# TEXT PASSAGE:

....

Figure 1: The XML sample data is a subset of a CD archive.

Keep It Simple

The easiest way to parse XML in Perl is to use the XML::Simple Perl module from CPAN. The XML::Simple module exports the XMLin function, which reads a file or string with XML data and stores the data as a Perl data structure, as follows:

use XML::Simple;
my $ref = XMLin("data.xml");

Figure 2 shows a dump of the resulting data structure in $ref. You may have noticed two things: depending on the number of artists in <artists>, the resulting data structure is either a scalar or an array. This would make things difficult later. However, you can specify the ForceArray option to ensure that the field will be represented by an array. Calling XMLin("data.xml", ForceArray => [`artist']); ensures that $ref->{cd}->[0]->{artists}->{artist} will always return a reference to an array, even if there is only one artist in the source.

Figure 2: This is the data structure that XML::Simple uses to store the sample data.

Additionally, ->{artists}->{artist} is a bit clumsy, as ->{artists} does not have any subelements, apart from ->{artist}. XML::Simple has a GroupTags option that allows developers to collapse hierarchies.

....

Position annotation records:
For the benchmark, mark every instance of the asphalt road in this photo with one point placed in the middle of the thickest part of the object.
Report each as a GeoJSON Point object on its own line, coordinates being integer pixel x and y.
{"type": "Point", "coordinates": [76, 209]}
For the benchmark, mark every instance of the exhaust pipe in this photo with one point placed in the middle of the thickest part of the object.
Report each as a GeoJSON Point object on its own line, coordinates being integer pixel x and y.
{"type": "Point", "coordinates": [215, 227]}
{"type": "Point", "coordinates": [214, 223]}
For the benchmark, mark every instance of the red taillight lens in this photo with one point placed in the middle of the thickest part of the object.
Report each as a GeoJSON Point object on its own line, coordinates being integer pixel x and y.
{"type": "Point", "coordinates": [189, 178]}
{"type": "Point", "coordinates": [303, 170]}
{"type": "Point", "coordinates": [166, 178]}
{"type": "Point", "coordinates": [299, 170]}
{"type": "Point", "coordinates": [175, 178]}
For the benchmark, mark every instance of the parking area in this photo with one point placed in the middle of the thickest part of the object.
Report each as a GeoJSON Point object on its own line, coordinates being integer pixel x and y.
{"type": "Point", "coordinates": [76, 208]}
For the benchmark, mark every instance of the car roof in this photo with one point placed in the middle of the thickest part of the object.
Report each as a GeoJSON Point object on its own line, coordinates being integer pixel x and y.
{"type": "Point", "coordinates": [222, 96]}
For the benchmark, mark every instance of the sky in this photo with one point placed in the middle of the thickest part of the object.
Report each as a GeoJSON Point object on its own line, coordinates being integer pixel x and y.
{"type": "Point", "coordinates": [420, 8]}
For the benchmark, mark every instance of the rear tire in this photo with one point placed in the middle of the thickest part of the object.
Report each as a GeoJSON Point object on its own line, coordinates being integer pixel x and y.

....

# WHAT IS EXPECTED:
Continue the passage on parsing XML with Perl's XML::Simple module, starting after its last sentence.

# RESULT OF THE TASK:
The following code:

XMLin("data.xml",
  ForceArray => ['artist'],
  GroupTags  =>
    {'artists' => 'artist'});

creates the data structure shown in Figure 3, which is quite easy to handle. For example, you could use a simple For loop to find serial numbers:

for my $cd (@{$ref->{cd}}) {
    print $cd->{serial}, "\n";
}

XML::Simple parses the complete XML file into main memory, which is useful for small files. If you have a large XML file, however, this approach may be inefficient, or it could even cause the program to run out of memory.

Figure 3: GroupTags-based XML data-structure with XML::Simple.

Twisted Paths

If you are a fan of terse notation, you will love using XPath to navigate the XML jungle. The XML::LibXML module from CPAN relies on the Gnome project's libxml2 library and offers developers the findnodes method for accessing XML elements using XPath notation.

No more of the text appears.